What you need to do. Extend the lesson on PROC REPORT column attributes, picking up right after its last sentence.

10.2 - Column Attributes

In the output that you've seen so far, you might have noticed that the REPORT procedure displays:

  • each data value the way that it is stored in the data set,
  • variable names as column headings in the report,
  • a default width for the report columns,
  • left-justified character values,
  • right-justified numeric values, and
  • observations in the order in which they are stored in the data set.

In this section, we'll learn how to use the DEFINE statement to tell SAS to display a variable using a certain format, specify the width of the columns, and set the number of blank spaces that should appear to the left of the columns in a report. To tell SAS to display a variable var1 using the comma7.2 format, say, we must use the FORMAT= attribute of the DEFINE statement as follows:

DEFINE var1 / FORMAT = comma7.2;

The format specified can either be a SAS format or a user-defined format. To tell SAS to set the column width for a variable var2 at 6 spaces, say, we must use the WIDTH= attribute of the DEFINE statement as follows:

DEFINE var2 / WIDTH = 6;

The default column width is set to be just large enough to handle the specified format. To tell SAS to leave 4 blank characters between the column containing var3 and the column immediately to its left, we must use the SPACING= attribute of the DEFINE statement as follows:

DEFINE var3 / SPACING = 4;

By default, SAS leaves 2 blank characters to the left of each column. Let's take a look at some examples!

Recorded information.

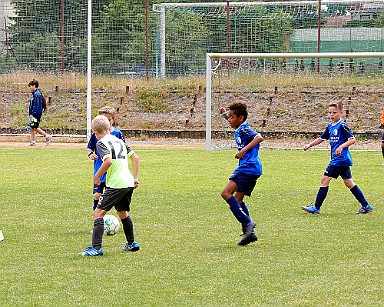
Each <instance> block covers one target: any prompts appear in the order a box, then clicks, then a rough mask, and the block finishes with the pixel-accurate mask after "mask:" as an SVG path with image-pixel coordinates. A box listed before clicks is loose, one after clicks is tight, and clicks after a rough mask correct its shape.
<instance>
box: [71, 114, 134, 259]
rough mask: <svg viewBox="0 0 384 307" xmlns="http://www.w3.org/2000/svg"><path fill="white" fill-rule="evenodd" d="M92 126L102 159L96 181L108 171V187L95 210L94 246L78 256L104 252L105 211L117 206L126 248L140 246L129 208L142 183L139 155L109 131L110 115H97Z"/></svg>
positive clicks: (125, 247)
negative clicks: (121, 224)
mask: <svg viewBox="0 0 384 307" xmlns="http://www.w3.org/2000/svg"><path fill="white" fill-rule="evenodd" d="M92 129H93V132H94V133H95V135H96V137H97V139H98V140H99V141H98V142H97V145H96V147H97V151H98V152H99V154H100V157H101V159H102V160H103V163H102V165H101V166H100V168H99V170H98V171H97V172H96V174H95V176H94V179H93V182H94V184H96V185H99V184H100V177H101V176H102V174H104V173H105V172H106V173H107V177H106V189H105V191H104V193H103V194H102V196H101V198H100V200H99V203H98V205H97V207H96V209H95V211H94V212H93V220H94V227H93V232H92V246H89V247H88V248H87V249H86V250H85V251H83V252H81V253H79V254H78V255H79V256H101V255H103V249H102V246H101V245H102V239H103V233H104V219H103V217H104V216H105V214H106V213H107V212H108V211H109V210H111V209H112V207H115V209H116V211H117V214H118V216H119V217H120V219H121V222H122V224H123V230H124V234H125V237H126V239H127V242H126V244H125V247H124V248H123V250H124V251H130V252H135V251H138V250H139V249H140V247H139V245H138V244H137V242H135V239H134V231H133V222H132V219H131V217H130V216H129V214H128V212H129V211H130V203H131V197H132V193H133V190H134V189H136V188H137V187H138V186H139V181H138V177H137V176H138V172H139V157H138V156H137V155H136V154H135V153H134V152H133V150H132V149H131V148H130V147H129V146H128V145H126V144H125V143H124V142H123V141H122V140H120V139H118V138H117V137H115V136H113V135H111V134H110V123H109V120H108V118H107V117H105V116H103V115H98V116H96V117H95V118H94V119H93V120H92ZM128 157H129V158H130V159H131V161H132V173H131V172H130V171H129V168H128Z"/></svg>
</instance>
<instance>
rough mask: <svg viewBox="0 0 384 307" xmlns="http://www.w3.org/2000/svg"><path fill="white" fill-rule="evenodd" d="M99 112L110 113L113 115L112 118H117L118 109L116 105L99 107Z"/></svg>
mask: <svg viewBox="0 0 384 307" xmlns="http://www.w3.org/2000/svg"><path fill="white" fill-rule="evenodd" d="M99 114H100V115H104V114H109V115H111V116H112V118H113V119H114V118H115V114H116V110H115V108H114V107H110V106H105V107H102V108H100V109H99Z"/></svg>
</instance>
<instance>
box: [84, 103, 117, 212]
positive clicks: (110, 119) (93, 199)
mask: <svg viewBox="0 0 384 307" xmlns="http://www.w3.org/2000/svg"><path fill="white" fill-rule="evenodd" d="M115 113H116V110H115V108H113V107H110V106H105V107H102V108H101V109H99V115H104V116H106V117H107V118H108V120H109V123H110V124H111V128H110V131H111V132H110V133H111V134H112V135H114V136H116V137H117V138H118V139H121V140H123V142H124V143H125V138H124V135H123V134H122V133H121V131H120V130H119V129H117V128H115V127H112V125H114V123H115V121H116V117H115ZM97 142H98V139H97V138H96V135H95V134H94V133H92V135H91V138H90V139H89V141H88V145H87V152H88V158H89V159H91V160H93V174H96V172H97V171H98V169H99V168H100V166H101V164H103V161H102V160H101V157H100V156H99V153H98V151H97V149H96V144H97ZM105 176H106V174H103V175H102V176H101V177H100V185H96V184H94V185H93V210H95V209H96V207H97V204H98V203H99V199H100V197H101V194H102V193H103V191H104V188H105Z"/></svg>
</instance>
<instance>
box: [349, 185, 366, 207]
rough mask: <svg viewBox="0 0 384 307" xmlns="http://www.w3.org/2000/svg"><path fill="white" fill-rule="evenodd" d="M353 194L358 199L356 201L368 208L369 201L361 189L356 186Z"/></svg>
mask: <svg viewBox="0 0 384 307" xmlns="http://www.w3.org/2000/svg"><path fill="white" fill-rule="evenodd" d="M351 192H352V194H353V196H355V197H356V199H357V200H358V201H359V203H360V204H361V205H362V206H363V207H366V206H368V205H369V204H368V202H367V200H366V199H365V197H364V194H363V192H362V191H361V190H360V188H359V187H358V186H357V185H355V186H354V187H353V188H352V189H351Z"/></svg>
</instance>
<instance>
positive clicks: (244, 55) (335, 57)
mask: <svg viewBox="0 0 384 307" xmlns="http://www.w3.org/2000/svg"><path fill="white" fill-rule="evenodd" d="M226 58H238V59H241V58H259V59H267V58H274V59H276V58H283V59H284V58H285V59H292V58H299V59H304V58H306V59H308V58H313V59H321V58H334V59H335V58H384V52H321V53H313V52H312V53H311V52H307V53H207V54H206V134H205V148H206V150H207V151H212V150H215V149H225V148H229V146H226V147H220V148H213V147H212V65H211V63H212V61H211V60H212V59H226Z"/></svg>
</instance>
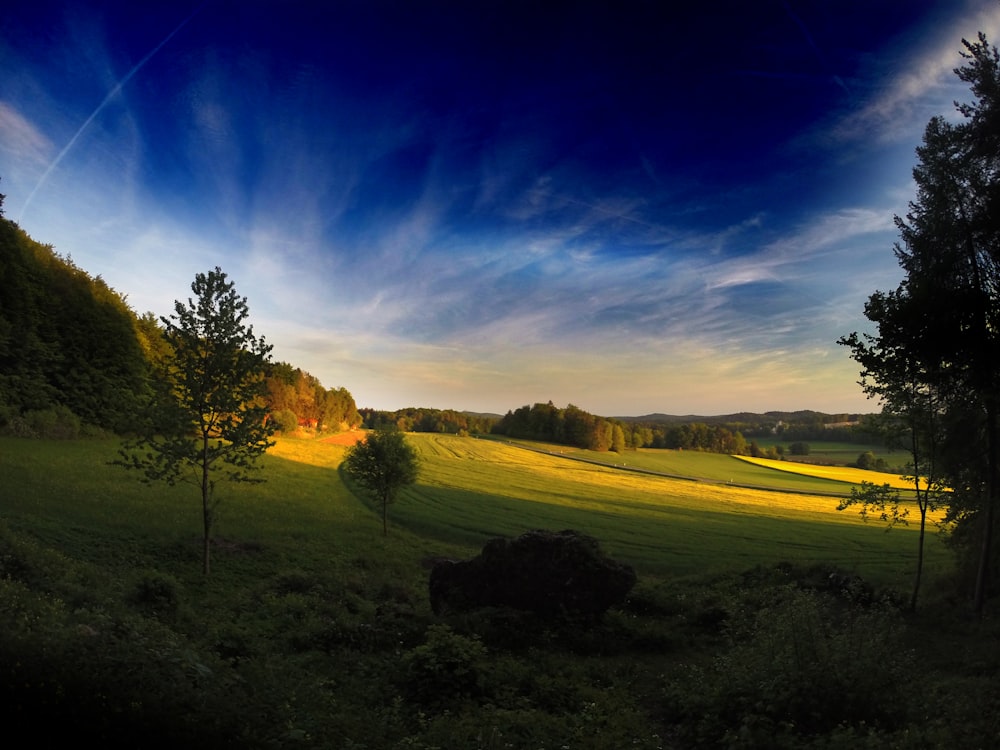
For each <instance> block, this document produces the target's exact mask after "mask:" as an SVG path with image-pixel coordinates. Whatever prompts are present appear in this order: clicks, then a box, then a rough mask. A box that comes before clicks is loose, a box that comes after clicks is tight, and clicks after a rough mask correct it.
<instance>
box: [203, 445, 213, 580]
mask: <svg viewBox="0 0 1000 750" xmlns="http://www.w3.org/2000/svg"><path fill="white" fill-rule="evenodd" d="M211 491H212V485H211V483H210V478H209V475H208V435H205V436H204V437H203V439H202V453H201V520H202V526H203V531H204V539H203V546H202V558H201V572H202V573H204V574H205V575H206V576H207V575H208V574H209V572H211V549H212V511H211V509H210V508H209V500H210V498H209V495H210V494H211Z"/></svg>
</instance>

Exercise output.
Example 10.5 Section

The following SAS program uses the FORMAT= attribute to tell SAS to display when creating a report using the stat480.penngolf data set, the Yards variable using the SAS format comma5.0:

PROC REPORT data = stat480.penngolf NOWINDOWS HEADLINE;
     title 'Some Pennsylvania Golf Courses';
     column Name Year Type Par Yards;
	 define Yards / format = comma5.0;
RUN;

Some Pennsylvania Golf Courses

Name

Year

Type

Par

Yards

Toftrees

1968

Resort

72

7,018

Penn State Blue

1921

Public

72

6,525

Centre Hills

1921

Private

71

6,392

Lewistown CC

.

Private

72

6,779

State College Elks

1973

SemiPri

71

6,369

Park Hills CC

1966

SemiPri

70

6,004

Sinking Valley CC

1967

SemiPri

72

6,755

Williamsport CC

1909

Private

71

6,489

Standing Stone CC

1973

SemiPri

70

6,593

Bucknell GC

1960

SemiPri

70

6,253

Mount Airy Lodge

1972

Resort

72

7,123

Launch and run  the SAS program, and review the output to convince yourself that SAS does indeed display the Yards variable using the comma5.0 format. Incidentally, if you do not specify a format for a variable within a REPORT procedure, SAS displays the variable using the format that is stored in the data set. If no format is stored in the data set, then SAS uses the default format for that variable type.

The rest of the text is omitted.